▸ **EXERCISE DESCRIPTION**: Using the World Series injury article below, explain why Claire considered losing Scioscia a different situation from losing Tudor.

▸ **EXTRACTED TEXT**:
Claire had discussed the roster rule with representatives of the commissioner earlier Wednesday when Jobe informed him that John Tudor will be unable to make another World Series start because of a ligament sprain in his left elbow.
“I didn’t get much encouragement,” Claire said, regarding the possibility of replacing Tudor on the roster.
Ueberroth said he thought the rule should be revised to allow replacements after a Series or playoff has started and he made such a recommendation after the St. Louis Cardinals lost Vince Coleman in the 1985 playoffs against the Dodgers.
“Nothing happened,” he said, “but I’ll suggest it to the rules committee when it meets again (after the Series is over). It’s their job. The rule as it is cannot be waived during competition.”
Said Claire, comparing the Scioscia situation to the loss of Tudor:
“It’s not the same. We’re nine deep in pitchers. If Mike can’t play, we have only one other catcher (Rick Dempsey). We could end up having to use someone who has never caught before in a World Series game. It’s a situation that wouldn’t be good for baseball.”
The options after Scioscia and Dempsey are Mickey Hatcher and Dave Anderson, but Hatcher is already filling a void, and who knows where and when Anderson will be needed. As Claire said of the injury wave:
“There seems to be a domino effect to what’s happening. I was greatly concerned when Mike came out. He seemed to be in great pain. That’s why I went right to the phone.”
Scioscia hit a single to open the fourth inning. Dave Stewart went to a 3-and-1 count on Danny Heep, filling the designated hitter role--since Mike Davis was in right field, replacing injured Mike Marshall.
On a night when Manager Tom Lasorda put emphasis on the hit-and-run to compensate for the absence of Marshall and Kirk Gibson in his patchwork lineup, Scioscia got the “run” sign.
“With a 3-and-1 count,” he said later, “the hitter is under no obligation to swing. There was no miscommunication at all. Danny took a borderline pitch that he thought should have been Ball 4.”
Umpire Derryl Cousins called it a strike, and catcher Terry Steinbach threw to shortstop Walt Weiss, easily nabbing the lumbering Scioscia.
“I didn’t feel anything when I slid,” he said, “but as soon as I put my foot on the bag, the knee popped out on me. I’ve been having some irritation in it, but not to this extent.
“I mean, it hurt to the extent that I was in a state of shock when I came out. It’s not a pleasant feeling when you play hard all season and then get hurt in the World Series.”
Scioscia went right to the clubhouse, where Jobe made some adjustments in the knee and instructed the trainers to apply ice. By the time the game was over, Scioscia said it was feeling considerably better. Would he expect to play tonight?
“If there’s anyway possible without being a detriment to the team I’ll do it,” he said. “But I have to give the club an honest opinion. I can’t play if there’s a risk I’ll have to come out after a couple innings. Then we have no one behind Rick.”
Lasorda disagreed with Scioscia some, saying Heep is obligated to protect the runner.
“He had to swing,” the manager said.
Heep, however, shook his head and said: “On a 3-and-1 count I’m looking for a pitch to drive and I got what I thought was a high ball. All I could have done was foul it off or pop it up. It was only a strike because you had an American League umpire who calls the high strike. To say that I could have prevented Mike from getting hurt by swinging is hindsight, a second guess.”
No one was saying that.
In fact, almost everyone was praising Heep and his fellow Stuntmen for the remarkable job they have done amid the injuries.
“It’s nice to play,” said Heep, who had a double after Marshall left Game 3 and added a single in his designated hitter role Wednesday night. “It feels like I’ve been stuck in a closet all season, and no one wants to be a spectator.
“I wish the circumstances were different, but at this point the club needs us. We can’t moan and groan about the big guys being hurt.
“Guys like Michael Davis and myself can play. We didn’t get to the big leagues just because we eat pasta.”
“We’re not a team of stars,” he said. “We’re not built on a two-man premise. Too much has been made of that. The pressure isn’t just on one or two guys, everyone carries the load. We have a lot of depth and it’s showing now.”

▸ **DATASET EXTRACT**:
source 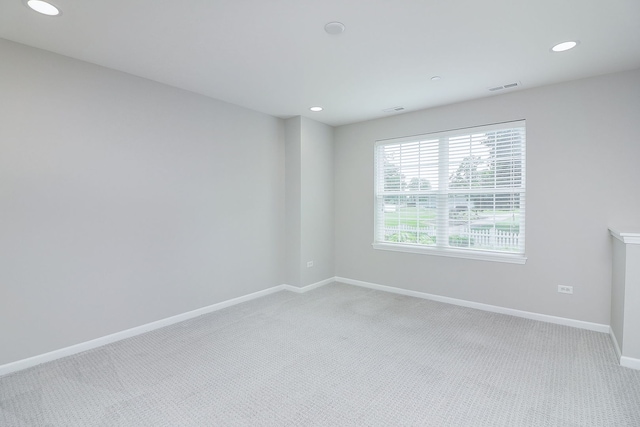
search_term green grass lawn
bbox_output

▸ **EXERCISE OUTPUT**: The team had nine pitchers, but only one other catcher, Rick Dempsey. If Scioscia couldn't play, the team might have to use someone who had never caught in a World Series game, which Claire said wouldn't be good for baseball.